▶ [Records for the exercise]:

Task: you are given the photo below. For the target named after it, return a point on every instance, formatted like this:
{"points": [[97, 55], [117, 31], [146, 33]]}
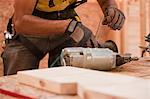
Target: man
{"points": [[47, 26]]}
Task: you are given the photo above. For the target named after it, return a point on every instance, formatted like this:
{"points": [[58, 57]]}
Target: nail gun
{"points": [[93, 58], [147, 48]]}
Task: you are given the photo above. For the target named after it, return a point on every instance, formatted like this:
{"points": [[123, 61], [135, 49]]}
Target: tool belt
{"points": [[57, 15]]}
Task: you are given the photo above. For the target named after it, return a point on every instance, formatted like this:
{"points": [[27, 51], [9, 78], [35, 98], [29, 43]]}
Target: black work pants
{"points": [[17, 57]]}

▶ [Set task]: Rewrite the listing above in full with every "photo" swapped for "image", changing nothing else, and omit the pictures from your output.

▶ [Response for this exercise]:
Task: you are given the image below. For the target named after it, return a point on every instance, formatted like this:
{"points": [[97, 55], [117, 31], [146, 33]]}
Target: man
{"points": [[47, 26]]}
Task: you are given the image above. For the target named after it, return a point on every instance, formatted like this:
{"points": [[58, 57]]}
Target: nail gun
{"points": [[93, 58], [147, 48]]}
Task: you are given the image above. For the target named after it, return a point on every instance, formatted like this:
{"points": [[123, 61], [135, 49]]}
Target: tool belt
{"points": [[57, 15]]}
Task: you are given the image above. For the target named after it, return a point on every instance, formatted like this:
{"points": [[27, 51], [9, 78], [35, 98], [29, 43]]}
Target: black work pants
{"points": [[17, 57]]}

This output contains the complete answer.